*** Opening READING TEXT ***

After running shows in pop-up spaces for a couple of years, Science Gallery Melbourne now has a permanent home in the Melbourne Connect precinct. Already delayed several times due to the pandemic, when the gallery finally opens it will be the only antipodean node in the international Science Gallery Network. Spread across nine cites in eight countries, each individual gallery is connected to a major academic institution and they are all dedicated to inspiring young people by using art as a strategy to explore the possibilities of science.
The network started in Dublin and also currently has galleries in London, Bangalore, Venice, Rotterdam, Berlin, Detroit and Atlanta. Dr Ryan Jefferies, creative director of the new Science Gallery Melbourne, describes these institutions as “creative laboratories” where the next generation can experiment, speculate and become prepared for the challenges ahead.
“And to do that, we believe we need genuine interdisciplinary practice,” he explains. “So an artist might work with a scientist, or a musician with a surgeon. When you bring people from various disciplines together, they bring different ideas in terms of solving a problem. Our ultimate goal is really about empowering young people. We’re facing a lot of big challenges globally, things like the climate crisis, mental health, ethical challenges with our own technology. We want the next generation to feel empowered, to be able to tackle some of these big issues, and the collision of art and science is at the heart of that.”

*** Closing READING TEXT ***

TASK STATEMENT: Copy out the full passage about Science Gallery Melbourne word for word.

*** Opening SOURCE INFORMATION ***

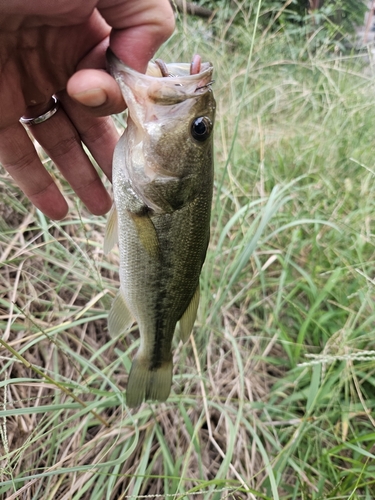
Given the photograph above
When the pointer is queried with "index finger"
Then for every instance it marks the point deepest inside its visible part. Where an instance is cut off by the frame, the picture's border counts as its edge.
(139, 27)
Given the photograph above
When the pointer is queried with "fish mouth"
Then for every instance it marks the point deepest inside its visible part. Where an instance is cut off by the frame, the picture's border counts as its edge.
(178, 86)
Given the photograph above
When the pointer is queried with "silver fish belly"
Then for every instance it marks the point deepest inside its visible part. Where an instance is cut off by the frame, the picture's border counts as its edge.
(162, 182)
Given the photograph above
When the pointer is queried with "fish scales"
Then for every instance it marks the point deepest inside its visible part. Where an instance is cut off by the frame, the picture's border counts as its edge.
(163, 182)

*** Closing SOURCE INFORMATION ***

SOLUTION TO THIS EXERCISE:
After running shows in pop-up spaces for a couple of years, Science Gallery Melbourne now has a permanent home in the Melbourne Connect precinct. Already delayed several times due to the pandemic, when the gallery finally opens it will be the only antipodean node in the international Science Gallery Network. Spread across nine cites in eight countries, each individual gallery is connected to a major academic institution and they are all dedicated to inspiring young people by using art as a strategy to explore the possibilities of science.
The network started in Dublin and also currently has galleries in London, Bangalore, Venice, Rotterdam, Berlin, Detroit and Atlanta. Dr Ryan Jefferies, creative director of the new Science Gallery Melbourne, describes these institutions as “creative laboratories” where the next generation can experiment, speculate and become prepared for the challenges ahead.
“And to do that, we believe we need genuine interdisciplinary practice,” he explains. “So an artist might work with a scientist, or a musician with a surgeon. When you bring people from various disciplines together, they bring different ideas in terms of solving a problem. Our ultimate goal is really about empowering young people. We’re facing a lot of big challenges globally, things like the climate crisis, mental health, ethical challenges with our own technology. We want the next generation to feel empowered, to be able to tackle some of these big issues, and the collision of art and science is at the heart of that.”